--- START OF PROVIDED RECORDS ---

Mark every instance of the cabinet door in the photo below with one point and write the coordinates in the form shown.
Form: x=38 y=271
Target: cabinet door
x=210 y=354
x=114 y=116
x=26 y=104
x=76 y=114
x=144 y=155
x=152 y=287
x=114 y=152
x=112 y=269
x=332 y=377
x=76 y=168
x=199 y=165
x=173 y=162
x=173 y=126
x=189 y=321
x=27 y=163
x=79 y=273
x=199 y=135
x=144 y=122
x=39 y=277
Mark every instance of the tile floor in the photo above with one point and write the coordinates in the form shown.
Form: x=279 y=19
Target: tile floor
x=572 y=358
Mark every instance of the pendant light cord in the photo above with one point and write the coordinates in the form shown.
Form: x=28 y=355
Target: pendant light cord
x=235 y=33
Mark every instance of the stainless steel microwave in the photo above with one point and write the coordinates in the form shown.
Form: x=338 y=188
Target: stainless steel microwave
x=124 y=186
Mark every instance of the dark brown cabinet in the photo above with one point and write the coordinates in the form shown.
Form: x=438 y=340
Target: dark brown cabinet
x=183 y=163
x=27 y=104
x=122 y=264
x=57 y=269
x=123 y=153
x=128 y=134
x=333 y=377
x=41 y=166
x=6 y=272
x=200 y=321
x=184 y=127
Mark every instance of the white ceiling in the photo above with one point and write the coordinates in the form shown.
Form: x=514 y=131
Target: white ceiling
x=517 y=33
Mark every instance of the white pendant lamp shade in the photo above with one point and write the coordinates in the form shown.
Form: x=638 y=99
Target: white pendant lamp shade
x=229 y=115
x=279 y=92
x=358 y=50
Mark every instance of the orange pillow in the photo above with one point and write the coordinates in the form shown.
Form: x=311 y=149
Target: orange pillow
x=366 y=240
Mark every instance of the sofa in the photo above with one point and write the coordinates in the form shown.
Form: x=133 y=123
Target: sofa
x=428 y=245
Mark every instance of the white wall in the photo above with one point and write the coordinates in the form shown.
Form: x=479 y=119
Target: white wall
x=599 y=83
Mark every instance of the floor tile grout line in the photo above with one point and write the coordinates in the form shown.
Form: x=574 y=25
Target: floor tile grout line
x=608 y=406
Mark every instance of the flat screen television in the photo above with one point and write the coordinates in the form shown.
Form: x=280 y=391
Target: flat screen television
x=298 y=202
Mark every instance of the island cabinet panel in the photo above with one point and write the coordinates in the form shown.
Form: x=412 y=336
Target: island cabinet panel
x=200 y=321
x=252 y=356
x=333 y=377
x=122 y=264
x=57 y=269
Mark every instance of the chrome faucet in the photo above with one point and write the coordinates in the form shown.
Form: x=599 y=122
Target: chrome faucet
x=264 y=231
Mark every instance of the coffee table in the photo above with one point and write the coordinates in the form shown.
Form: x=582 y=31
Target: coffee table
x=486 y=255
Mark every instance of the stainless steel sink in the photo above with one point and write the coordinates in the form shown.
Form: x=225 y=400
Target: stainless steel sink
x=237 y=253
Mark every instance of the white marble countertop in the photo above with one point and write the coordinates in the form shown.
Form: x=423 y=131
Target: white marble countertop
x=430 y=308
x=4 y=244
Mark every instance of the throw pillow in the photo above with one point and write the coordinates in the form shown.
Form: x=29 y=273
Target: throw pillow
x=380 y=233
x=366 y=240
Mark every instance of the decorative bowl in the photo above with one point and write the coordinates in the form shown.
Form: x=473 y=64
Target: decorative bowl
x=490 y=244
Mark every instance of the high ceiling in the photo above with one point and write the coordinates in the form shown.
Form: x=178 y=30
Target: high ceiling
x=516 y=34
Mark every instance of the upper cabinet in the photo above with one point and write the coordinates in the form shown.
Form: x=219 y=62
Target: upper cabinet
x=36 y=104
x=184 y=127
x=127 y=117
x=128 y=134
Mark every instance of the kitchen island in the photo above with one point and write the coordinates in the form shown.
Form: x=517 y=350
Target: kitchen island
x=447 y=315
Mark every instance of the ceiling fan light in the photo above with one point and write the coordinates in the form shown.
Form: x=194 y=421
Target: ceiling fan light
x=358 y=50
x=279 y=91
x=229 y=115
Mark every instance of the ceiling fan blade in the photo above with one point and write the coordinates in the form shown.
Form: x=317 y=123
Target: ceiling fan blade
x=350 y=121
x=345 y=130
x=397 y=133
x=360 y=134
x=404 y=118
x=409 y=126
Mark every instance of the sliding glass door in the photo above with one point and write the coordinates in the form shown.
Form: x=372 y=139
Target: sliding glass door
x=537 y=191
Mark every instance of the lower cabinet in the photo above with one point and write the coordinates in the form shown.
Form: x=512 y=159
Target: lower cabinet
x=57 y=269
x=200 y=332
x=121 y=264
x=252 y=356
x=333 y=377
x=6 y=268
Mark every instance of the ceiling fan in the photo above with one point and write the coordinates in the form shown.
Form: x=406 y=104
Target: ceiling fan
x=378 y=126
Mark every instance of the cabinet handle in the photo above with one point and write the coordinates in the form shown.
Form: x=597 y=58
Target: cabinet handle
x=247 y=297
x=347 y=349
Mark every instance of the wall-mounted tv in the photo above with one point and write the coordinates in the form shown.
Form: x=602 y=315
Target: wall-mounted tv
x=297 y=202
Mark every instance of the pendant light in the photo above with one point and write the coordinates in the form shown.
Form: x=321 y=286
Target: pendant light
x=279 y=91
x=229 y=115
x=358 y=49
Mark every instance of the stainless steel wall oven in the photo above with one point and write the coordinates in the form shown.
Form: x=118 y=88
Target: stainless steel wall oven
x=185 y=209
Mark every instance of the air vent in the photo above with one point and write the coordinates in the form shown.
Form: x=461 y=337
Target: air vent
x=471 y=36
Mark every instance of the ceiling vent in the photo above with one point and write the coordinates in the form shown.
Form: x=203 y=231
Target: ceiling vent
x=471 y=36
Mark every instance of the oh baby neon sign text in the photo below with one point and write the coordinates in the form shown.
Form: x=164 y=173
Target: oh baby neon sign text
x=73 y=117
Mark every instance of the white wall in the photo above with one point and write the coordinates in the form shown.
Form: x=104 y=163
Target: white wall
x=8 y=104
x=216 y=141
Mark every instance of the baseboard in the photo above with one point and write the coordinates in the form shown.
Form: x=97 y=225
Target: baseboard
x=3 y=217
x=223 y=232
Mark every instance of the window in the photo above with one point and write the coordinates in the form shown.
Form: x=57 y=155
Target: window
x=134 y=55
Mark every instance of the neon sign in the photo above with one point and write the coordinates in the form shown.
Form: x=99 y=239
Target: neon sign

--- END OF PROVIDED RECORDS ---

WHAT THE TASK ASKS | Rewrite all the rows with "in the form shown" swapped for "using the format given" and everything else left as it is.

THE REPLY |
Mark every instance of the cabinet door in the photo below with one point and write the coordinates using the format given.
Form: x=38 y=271
Target: cabinet door
x=210 y=354
x=114 y=116
x=26 y=104
x=76 y=114
x=144 y=155
x=152 y=287
x=114 y=152
x=112 y=269
x=332 y=377
x=76 y=168
x=199 y=165
x=173 y=162
x=173 y=126
x=189 y=321
x=27 y=163
x=79 y=273
x=199 y=135
x=144 y=122
x=39 y=277
Mark every instance of the tile floor in the photo above with one point and write the coordinates using the format given.
Form: x=279 y=19
Target: tile floor
x=572 y=358
Mark every instance of the pendant light cord in the photo above with one point and write the coordinates using the format given.
Form: x=28 y=355
Target: pendant light cord
x=235 y=33
Mark every instance of the stainless steel microwave in the photo above with one point and write the coordinates using the format given.
Form: x=338 y=188
Target: stainless steel microwave
x=124 y=186
Mark every instance of the dark brown cabinet in the photo above with one point and write the coordinates using the format given.
Form: x=438 y=340
Target: dark brown cabinet
x=183 y=163
x=27 y=104
x=122 y=264
x=57 y=269
x=123 y=153
x=128 y=134
x=333 y=377
x=41 y=166
x=6 y=272
x=200 y=321
x=184 y=127
Mark every instance of the white ceiling in the photo above with one point and write the coordinates using the format given.
Form: x=514 y=131
Target: white ceiling
x=517 y=33
Mark every instance of the white pendant lamp shade in the photo above with one point and write the coordinates using the format given.
Form: x=638 y=99
Target: white pendant lamp shade
x=229 y=115
x=279 y=92
x=358 y=50
Mark every instance of the orange pillow in the photo above with one point and write the coordinates using the format given.
Form: x=311 y=149
Target: orange pillow
x=366 y=240
Mark every instance of the sofa in the photo above with one point and write the coordinates using the format given.
Form: x=133 y=123
Target: sofa
x=428 y=245
Mark every instance of the white wall in the photo above with one point and write the coordinates using the format given.
Form: x=479 y=119
Target: white wall
x=599 y=83
Mark every instance of the floor tile grout line in the photo above with one point and write the coordinates using the format given.
Form: x=574 y=25
Target: floor tile grout line
x=608 y=406
Mark every instance of the flat screen television in the photo above with one point and write the coordinates using the format given.
Form: x=280 y=391
Target: flat screen television
x=298 y=202
Mark every instance of the island cabinet panel in the photo above with one point and write the coordinates using the format given.
Form: x=412 y=336
Target: island cabinet panel
x=200 y=321
x=252 y=356
x=333 y=377
x=122 y=264
x=57 y=269
Mark every instance of the chrome faucet in the photo above with one point and write the coordinates using the format given.
Form: x=599 y=122
Target: chrome faucet
x=264 y=231
Mark every instance of the coffee table in the photo above with one point and write the coordinates using the format given.
Form: x=582 y=31
Target: coffee table
x=486 y=255
Mark every instance of the stainless steel sink in the photo above with one point and write the coordinates using the format given.
Form: x=225 y=400
Target: stainless steel sink
x=237 y=253
Mark every instance of the white marble countertop in the photo above with one point and write the coordinates using the format given.
Form: x=423 y=131
Target: white marble countertop
x=430 y=308
x=4 y=244
Mark every instance of the throw pillow in the photo above with one point and write the coordinates using the format given.
Form: x=29 y=273
Target: throw pillow
x=380 y=233
x=366 y=240
Mark every instance of the decorative bowl in the photo above with one point and write the coordinates using the format given.
Form: x=473 y=64
Target: decorative bowl
x=490 y=244
Mark every instance of the high ceiling in the photo above with one point and write the coordinates using the format given.
Form: x=178 y=30
Target: high ceiling
x=516 y=34
Mark every instance of the upper cabinet in the photo above with one point and write the coordinates using the format given.
Form: x=219 y=62
Target: upper cabinet
x=36 y=104
x=184 y=127
x=127 y=117
x=128 y=134
Mark every instance of the kitchen island in the photo above with one point and write the coordinates using the format given.
Form: x=517 y=350
Target: kitchen island
x=447 y=315
Mark every instance of the ceiling fan light in the photo above with one point and write the coordinates using the format given.
Form: x=194 y=421
Target: ceiling fan light
x=358 y=50
x=279 y=91
x=229 y=115
Mark every instance of the ceiling fan blade in the photo above with one point and write the coordinates using the format given.
Form: x=317 y=123
Target: ceiling fan blade
x=350 y=121
x=345 y=130
x=397 y=133
x=360 y=134
x=404 y=118
x=409 y=126
Mark every instance of the sliding glass door in the photo above with one point and write the coordinates using the format given.
Form: x=372 y=139
Target: sliding glass door
x=537 y=191
Mark every instance of the lower cabinet in the photo above with one point and write the coordinates using the format given.
Form: x=512 y=159
Target: lower cabinet
x=57 y=269
x=200 y=332
x=121 y=264
x=252 y=356
x=333 y=377
x=6 y=268
Mark every instance of the ceiling fan in the photo above with one point and write the coordinates using the format given.
Form: x=406 y=104
Target: ceiling fan
x=378 y=126
Mark every instance of the cabinet handle in the photo above with one point and write the coordinates using the format given.
Form: x=597 y=58
Target: cabinet handle
x=247 y=297
x=347 y=349
Mark every instance of the wall-mounted tv in the photo above with one point and write the coordinates using the format given.
Form: x=602 y=315
Target: wall-mounted tv
x=297 y=202
Mark every instance of the pendant light in the photo above with one point and write the coordinates using the format given.
Form: x=321 y=286
Target: pendant light
x=279 y=91
x=229 y=115
x=358 y=49
Mark every instance of the stainless steel wall oven in the photo above with one point and write the coordinates using the format given.
Form: x=118 y=88
Target: stainless steel wall oven
x=185 y=209
Mark every instance of the air vent in the photo above with one point and write the coordinates using the format given.
Form: x=461 y=337
Target: air vent
x=471 y=36
Mark every instance of the ceiling vent in the photo above with one point and write the coordinates using the format given.
Form: x=203 y=231
Target: ceiling vent
x=471 y=36
Mark every instance of the oh baby neon sign text in the photo below with one point and write the coordinates using the format given.
Form: x=164 y=173
Target: oh baby neon sign text
x=73 y=117
Mark every instance of the white wall in the photo above with one point and write the coordinates using the format given.
Form: x=104 y=163
Target: white wall
x=8 y=104
x=216 y=141
Mark every instance of the baseboard in the photo above with one point and write the coordinates using the format given.
Form: x=97 y=225
Target: baseboard
x=3 y=217
x=223 y=232
Mark every instance of the window in the photo above with one point and write the coordinates using the format given.
Form: x=57 y=155
Target: window
x=134 y=55
Mark every instance of the neon sign in the photo above with one point and write the coordinates using the format given.
Form: x=99 y=239
Target: neon sign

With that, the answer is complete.